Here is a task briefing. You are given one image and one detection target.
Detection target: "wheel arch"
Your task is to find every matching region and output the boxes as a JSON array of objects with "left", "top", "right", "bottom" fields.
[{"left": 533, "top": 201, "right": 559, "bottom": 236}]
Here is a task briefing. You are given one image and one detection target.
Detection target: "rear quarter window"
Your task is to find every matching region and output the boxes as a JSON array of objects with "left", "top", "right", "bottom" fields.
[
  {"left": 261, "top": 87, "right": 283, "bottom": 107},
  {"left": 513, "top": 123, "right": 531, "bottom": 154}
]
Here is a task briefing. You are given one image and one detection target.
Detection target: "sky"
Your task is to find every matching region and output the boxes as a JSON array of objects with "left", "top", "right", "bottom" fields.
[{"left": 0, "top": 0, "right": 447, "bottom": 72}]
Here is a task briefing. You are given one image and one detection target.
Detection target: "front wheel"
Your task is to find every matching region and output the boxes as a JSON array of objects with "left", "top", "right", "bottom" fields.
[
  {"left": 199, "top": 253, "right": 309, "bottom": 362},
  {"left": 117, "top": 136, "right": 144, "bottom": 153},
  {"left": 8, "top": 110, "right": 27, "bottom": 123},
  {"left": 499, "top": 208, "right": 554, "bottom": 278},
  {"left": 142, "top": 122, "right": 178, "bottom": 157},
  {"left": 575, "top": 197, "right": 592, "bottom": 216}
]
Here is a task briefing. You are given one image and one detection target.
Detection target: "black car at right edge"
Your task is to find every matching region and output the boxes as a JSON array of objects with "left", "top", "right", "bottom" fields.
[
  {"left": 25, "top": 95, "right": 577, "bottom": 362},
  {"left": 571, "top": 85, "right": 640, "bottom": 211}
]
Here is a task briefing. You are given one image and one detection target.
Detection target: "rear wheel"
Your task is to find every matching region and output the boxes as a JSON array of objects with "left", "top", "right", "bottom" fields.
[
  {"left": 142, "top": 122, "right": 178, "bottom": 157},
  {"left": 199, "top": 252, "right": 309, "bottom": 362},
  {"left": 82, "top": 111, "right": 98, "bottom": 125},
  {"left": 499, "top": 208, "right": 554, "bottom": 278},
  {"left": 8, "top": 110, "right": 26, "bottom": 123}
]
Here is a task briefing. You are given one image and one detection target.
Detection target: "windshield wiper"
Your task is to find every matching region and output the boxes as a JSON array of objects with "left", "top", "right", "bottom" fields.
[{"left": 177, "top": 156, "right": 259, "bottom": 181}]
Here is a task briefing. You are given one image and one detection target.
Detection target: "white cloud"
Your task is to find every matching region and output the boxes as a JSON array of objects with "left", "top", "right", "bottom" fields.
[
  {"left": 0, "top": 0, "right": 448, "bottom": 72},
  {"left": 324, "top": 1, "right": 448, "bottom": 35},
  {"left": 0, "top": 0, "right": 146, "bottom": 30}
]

---

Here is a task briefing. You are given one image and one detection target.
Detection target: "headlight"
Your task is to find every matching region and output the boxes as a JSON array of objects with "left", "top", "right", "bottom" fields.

#### WHAT YOU ARE ASKED TO DO:
Please copy each line of the records above that holds the word "wheel".

#### RESULT OF THIS EXERCISE:
Detection target: "wheel arch"
Detection target: "front wheel"
Detection target: "rear wheel"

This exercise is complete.